═══ STUDY MATERIAL ═══

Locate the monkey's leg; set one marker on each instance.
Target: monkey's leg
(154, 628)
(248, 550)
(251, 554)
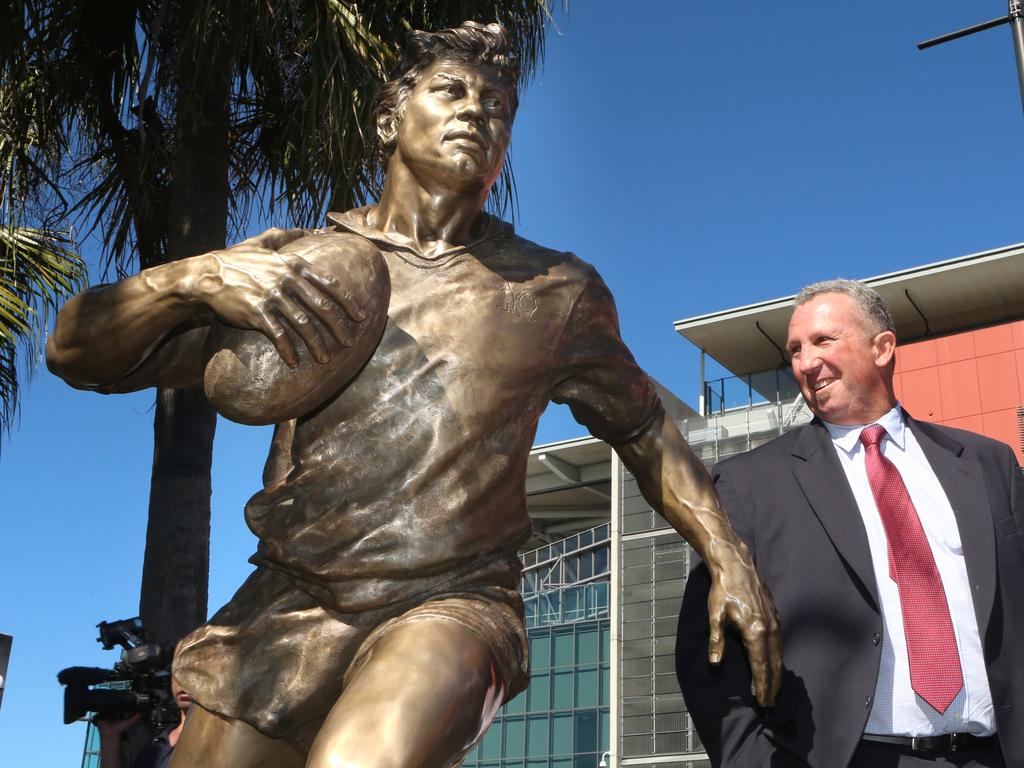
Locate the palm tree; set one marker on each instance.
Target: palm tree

═══

**TASK STATEMENT**
For each record above, write out its text exactly and skip any picture.

**COMPLETED EXERCISE**
Locate the monkey's leg; set one marker on each instance.
Target: monkey's leg
(154, 628)
(248, 550)
(251, 554)
Locate the palm tree; set one marker on each instance.
Target: palm tree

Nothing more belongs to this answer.